WORK INSTRUCTION 1 » For the health care district text below, decide whether each statement agrees with it: (a) The writer stopped writing about MCHCD in September 2020. (b) The August 9th phone call came from a member of the public. (c) Starting in November 2020, the writer no longer called into MCHCD meetings. Answer yes or no for each and quote the words of the text that settle it.
WORK INSTRUCTION 2 » Return, word for word, the part of the health care district text starting with "On August 9th" and going on through "on the agenda.".

DOCUMENT TEXT »
- - - - -

Regular readers will have noticed my return to the problematic topic that is the Mendocino Coast Health Care District (MCHCD) in this new year of 2022. Prior to that I hadn't put finger to keyboard on the subject since September 2020. Not only did I stop writing about MCHCD in September 2020, beginning with November of that year I ceased zooming or calling into any meetings associated with MCHCD until August 2021. The reasons are personal and involve more people than myself. 

On August 9th last year, a few minutes before four in the afternoon, I received a phone call from a member of the MCHCD Board. That director was concerned that the public was being left out of meetings. The board member worried no one from the public had realistically been notified of that evening's meeting and the serious issues on the agenda.

- - - - -

Stored items
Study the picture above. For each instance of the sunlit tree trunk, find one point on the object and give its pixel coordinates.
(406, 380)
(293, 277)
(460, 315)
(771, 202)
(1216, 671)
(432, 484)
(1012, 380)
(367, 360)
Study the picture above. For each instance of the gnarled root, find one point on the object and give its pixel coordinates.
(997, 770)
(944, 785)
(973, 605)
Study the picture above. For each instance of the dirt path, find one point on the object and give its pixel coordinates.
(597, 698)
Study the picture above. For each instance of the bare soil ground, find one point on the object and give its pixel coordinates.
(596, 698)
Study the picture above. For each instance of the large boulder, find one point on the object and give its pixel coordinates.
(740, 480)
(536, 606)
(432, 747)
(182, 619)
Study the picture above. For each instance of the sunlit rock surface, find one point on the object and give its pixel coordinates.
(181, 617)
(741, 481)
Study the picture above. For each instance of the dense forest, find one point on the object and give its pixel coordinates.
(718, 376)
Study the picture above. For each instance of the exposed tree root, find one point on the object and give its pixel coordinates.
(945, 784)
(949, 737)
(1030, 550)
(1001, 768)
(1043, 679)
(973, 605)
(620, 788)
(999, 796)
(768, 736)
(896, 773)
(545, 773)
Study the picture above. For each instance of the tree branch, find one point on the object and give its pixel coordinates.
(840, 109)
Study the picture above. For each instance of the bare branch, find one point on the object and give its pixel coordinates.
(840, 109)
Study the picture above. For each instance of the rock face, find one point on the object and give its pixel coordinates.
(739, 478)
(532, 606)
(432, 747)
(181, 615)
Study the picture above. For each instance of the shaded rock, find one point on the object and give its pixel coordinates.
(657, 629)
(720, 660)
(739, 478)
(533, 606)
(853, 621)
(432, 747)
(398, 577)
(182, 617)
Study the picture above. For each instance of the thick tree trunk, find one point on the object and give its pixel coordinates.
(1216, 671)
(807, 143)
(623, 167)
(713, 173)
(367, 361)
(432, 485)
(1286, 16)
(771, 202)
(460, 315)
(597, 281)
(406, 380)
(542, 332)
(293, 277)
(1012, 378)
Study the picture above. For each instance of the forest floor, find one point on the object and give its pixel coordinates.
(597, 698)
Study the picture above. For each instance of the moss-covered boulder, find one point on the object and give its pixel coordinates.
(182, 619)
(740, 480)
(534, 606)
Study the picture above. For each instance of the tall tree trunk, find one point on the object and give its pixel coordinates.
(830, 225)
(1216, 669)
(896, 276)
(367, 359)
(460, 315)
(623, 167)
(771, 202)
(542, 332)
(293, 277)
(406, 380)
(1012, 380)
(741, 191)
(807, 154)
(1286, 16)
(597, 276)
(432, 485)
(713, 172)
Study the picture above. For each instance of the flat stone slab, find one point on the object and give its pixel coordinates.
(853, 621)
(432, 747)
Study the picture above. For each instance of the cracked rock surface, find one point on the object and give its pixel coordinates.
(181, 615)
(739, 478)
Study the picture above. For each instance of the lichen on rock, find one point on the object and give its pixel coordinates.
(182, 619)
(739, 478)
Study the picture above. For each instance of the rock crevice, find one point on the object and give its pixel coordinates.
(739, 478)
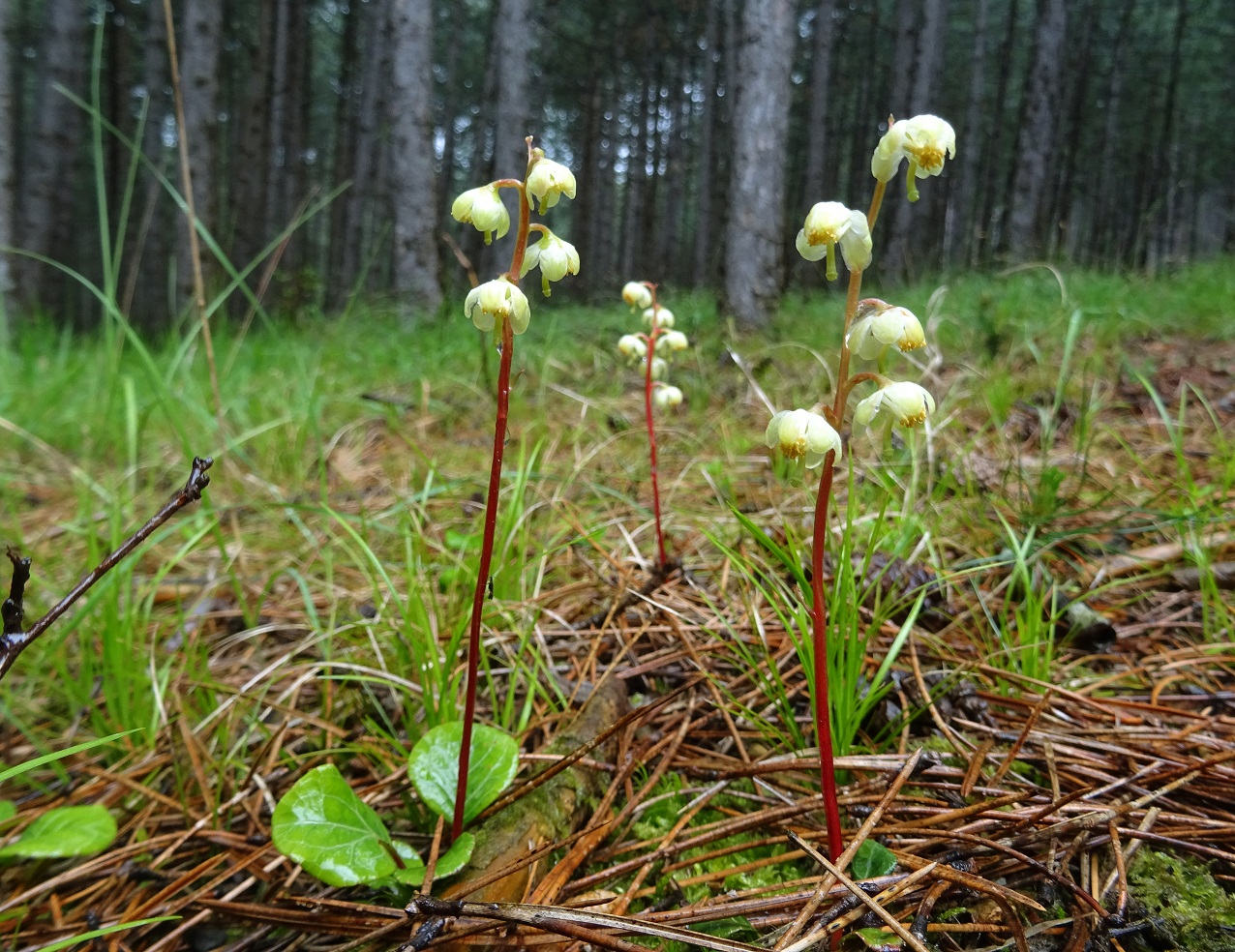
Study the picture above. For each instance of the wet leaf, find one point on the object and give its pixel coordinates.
(434, 767)
(872, 859)
(447, 863)
(64, 831)
(322, 825)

- - - - -

WRITTEN RESPONSE 1 »
(a) Yes: "Not only did I stop writing about MCHCD in September 2020"
(b) No: "I received a phone call from a member of the MCHCD Board."
(c) Yes: "beginning with November of that year I ceased zooming or calling into any meetings associated with MCHCD until August 2021."

WRITTEN RESPONSE 2 »
On August 9th last year, a few minutes before four in the afternoon, I received a phone call from a member of the MCHCD Board. That director was concerned that the public was being left out of meetings. The board member worried no one from the public had realistically been notified of that evening's meeting and the serious issues on the agenda.